[Segmentation dataset records]
* * * * * * *

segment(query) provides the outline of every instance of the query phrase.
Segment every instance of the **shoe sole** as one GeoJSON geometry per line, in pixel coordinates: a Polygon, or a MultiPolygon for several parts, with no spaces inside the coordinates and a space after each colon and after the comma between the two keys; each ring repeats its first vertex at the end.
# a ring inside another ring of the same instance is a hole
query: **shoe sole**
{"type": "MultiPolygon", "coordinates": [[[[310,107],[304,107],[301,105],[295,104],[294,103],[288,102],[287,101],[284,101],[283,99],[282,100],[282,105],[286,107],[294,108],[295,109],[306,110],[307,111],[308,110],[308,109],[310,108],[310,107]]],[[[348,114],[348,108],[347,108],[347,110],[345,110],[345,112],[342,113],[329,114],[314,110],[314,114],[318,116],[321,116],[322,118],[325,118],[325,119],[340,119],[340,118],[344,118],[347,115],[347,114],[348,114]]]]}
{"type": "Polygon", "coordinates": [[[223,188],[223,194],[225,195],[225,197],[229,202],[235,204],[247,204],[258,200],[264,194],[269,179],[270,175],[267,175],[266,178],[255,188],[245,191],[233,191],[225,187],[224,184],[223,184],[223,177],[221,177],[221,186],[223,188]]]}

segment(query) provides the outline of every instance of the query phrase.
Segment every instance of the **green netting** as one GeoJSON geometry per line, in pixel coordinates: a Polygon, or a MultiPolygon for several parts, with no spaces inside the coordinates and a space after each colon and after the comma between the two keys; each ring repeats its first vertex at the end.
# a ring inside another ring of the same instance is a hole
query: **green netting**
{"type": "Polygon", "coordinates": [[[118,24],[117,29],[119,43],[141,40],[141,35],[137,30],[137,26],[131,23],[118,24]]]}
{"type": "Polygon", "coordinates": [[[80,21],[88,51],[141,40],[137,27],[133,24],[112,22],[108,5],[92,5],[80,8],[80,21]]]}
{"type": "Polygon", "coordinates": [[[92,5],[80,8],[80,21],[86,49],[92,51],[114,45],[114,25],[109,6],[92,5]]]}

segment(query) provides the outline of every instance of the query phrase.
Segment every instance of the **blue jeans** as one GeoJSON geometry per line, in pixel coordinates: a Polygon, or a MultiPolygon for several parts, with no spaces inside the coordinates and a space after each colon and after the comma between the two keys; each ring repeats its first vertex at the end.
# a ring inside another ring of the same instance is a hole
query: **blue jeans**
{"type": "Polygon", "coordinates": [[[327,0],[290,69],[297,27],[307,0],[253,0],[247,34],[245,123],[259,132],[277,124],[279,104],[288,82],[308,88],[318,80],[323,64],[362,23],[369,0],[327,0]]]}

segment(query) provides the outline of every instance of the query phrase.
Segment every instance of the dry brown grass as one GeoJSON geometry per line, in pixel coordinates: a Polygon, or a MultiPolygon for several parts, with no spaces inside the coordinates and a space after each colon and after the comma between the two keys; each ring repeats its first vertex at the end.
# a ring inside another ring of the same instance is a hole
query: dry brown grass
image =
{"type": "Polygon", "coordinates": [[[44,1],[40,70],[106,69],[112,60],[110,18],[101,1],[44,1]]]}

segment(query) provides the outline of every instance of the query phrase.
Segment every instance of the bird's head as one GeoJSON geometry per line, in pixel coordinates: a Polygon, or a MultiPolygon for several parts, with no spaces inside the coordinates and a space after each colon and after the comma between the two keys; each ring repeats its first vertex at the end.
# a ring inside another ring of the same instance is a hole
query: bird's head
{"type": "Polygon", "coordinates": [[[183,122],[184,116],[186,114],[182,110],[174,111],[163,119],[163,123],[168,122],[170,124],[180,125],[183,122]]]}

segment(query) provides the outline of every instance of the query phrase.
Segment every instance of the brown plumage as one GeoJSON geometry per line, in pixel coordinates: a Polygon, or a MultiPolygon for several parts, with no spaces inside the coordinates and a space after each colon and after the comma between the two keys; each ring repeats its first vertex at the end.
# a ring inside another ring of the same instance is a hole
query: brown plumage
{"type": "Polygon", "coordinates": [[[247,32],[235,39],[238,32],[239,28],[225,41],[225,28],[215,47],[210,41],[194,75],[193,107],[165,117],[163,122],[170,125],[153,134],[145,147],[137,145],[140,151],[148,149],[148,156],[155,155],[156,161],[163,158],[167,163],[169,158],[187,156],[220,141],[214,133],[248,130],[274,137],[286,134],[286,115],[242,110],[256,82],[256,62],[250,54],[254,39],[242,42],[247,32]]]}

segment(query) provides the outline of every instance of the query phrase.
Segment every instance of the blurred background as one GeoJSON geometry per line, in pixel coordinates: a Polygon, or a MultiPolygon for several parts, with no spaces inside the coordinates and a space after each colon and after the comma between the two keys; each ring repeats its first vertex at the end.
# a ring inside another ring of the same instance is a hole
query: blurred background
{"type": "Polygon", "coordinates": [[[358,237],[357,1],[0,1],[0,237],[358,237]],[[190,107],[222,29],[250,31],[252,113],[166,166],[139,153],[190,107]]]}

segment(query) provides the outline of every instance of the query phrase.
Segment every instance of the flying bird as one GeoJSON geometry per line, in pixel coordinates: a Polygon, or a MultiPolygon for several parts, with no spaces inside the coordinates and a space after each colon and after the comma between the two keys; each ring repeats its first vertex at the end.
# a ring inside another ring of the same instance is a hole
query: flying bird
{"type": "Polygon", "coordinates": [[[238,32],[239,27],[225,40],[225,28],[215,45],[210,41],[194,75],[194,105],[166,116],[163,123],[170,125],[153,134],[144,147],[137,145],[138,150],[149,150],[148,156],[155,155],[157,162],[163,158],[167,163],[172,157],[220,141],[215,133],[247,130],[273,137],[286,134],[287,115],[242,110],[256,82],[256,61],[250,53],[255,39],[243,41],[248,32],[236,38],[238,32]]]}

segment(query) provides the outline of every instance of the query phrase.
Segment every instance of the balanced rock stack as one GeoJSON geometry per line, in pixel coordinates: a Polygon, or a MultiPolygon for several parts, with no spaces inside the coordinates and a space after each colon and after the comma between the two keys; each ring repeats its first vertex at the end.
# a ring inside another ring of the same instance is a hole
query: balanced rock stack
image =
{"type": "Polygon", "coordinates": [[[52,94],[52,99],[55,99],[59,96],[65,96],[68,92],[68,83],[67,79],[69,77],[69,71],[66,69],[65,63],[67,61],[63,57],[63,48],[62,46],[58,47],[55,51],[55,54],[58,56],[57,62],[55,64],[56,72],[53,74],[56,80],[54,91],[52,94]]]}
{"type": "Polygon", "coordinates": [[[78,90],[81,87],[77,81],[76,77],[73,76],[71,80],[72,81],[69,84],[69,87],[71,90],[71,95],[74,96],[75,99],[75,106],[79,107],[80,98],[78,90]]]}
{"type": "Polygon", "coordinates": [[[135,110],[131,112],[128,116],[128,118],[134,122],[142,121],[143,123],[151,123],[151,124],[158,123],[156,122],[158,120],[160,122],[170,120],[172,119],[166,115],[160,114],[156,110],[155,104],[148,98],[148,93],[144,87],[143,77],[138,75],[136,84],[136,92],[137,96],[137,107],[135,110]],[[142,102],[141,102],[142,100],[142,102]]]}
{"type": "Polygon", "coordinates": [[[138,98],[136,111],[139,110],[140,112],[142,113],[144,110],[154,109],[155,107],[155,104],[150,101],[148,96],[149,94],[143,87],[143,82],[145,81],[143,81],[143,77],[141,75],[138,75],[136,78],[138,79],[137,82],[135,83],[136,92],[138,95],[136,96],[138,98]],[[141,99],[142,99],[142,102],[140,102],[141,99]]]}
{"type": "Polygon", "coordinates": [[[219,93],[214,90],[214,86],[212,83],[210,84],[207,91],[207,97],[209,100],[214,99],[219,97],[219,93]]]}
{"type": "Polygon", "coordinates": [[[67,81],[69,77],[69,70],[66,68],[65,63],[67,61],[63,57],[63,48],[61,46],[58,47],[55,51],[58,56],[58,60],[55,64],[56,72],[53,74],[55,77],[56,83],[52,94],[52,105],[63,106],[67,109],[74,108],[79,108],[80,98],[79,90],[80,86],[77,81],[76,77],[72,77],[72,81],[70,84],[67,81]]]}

* * * * * * *

Pick out every line above that contains the string "sole" and copy each one. Case counts.

Segment every instance of the **shoe sole** as one GeoJSON geometry per line, in pixel coordinates: a Polygon, or a MultiPolygon for several parts, with no spaces inside the coordinates and a space after each colon and after the comma between the two keys; each ring repeats its first vertex at the end.
query: **shoe sole**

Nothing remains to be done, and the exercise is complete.